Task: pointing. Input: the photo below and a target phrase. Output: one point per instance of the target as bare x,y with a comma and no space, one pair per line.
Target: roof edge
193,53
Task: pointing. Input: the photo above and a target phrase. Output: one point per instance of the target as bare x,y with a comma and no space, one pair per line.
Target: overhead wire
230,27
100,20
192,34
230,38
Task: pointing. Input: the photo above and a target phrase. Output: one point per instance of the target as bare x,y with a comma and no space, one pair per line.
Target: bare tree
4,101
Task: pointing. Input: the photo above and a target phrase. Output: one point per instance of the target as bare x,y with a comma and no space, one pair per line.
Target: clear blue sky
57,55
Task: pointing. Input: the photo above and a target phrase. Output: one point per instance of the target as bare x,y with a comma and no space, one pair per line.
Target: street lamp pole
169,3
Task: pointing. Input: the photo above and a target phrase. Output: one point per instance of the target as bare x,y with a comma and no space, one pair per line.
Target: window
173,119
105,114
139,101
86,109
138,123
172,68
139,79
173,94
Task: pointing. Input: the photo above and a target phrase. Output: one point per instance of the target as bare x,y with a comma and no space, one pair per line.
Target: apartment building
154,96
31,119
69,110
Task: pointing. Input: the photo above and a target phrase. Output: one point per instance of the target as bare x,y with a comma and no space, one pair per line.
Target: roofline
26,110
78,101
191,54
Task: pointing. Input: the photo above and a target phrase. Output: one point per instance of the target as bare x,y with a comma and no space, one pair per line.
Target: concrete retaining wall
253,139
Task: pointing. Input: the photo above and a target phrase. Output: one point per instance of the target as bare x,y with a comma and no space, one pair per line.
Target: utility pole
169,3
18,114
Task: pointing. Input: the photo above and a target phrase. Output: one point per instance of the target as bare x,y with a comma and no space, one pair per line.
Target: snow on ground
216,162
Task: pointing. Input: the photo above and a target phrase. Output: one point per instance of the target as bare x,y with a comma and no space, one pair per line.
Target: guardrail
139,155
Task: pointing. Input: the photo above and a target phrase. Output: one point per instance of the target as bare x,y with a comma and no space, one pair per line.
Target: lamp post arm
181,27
● ● ● ●
** Task directions **
Print the records above in full, exactly.

** Reply **
Task: pointing. Input: the photo below and a target phrase. Output: one point per instance of the target as bare x,y with a comma and no space, one pair per line.
Target: roof edge
193,53
Task: pointing. Input: the photo above and a target phrase. Output: one point per instance of the target as bare x,y with a comma and no space, one pair per line.
Target: overhead wire
230,27
100,20
192,34
230,38
Task: pointing. Input: the photo above and a target phrase. Output: one point per instance of the target as bare x,y with a comma and no space, one pair per line.
Target: bare tree
4,101
Task: pointing. Input: the photo above and a target phrase. Output: one point per instance of the target as bare x,y with a comma and no space, one pair per line.
Target: clear blue sky
57,55
Task: pointing. Input: the photo above and a target phrase. Output: one point per instance of the target as bare x,y with a comma and no space, one pair per line.
Target: street lamp pole
169,3
Task: pointing. Input: the photo above and a target phrase. Output: one point per instance of the target as bare x,y with a comma and no space, one pair per line.
Target: window
173,119
105,114
139,101
86,109
138,123
172,68
139,79
173,94
Task: pointing. Input: the photo above and a target phrase. Output: one point per instance of the target as bare x,y with a comma and no space, one pair per line.
Target: apartment building
154,96
31,119
69,110
Task: pointing. Input: the photo above and a target phrase. Output: one point per instance of the target as bare x,y with a comma and no space, one pair per line.
Target: roofline
26,110
78,101
191,54
Task: pointing. Input: the photo above and a target phrase. Output: one point per instance of the target as bare x,y with a comma and no space, one pair per line.
Target: concrete retaining wall
253,139
Task: pointing. Input: the photo above and a target phrase. Output: one point per instance of the target as bare x,y with a comma and no space, one pair per line.
Target: utility pole
169,3
18,114
Task: pointing. Input: the photo above and a target phrase. Output: one point per instance of the target as bare x,y with a comma and no space, one pair per line.
Target: snow on ground
216,162
Task: pointing. Input: the photo above and a target phrase. Output: one point per instance of the target as bare x,y with a comma and no space, one pair per line.
Target: guardrail
139,155
Task: pointing. Input: the photo above and a target phrase. Output: one point per instance of the target as bare x,y with a comma and no space, one pair per line.
Target: lamp post arm
181,27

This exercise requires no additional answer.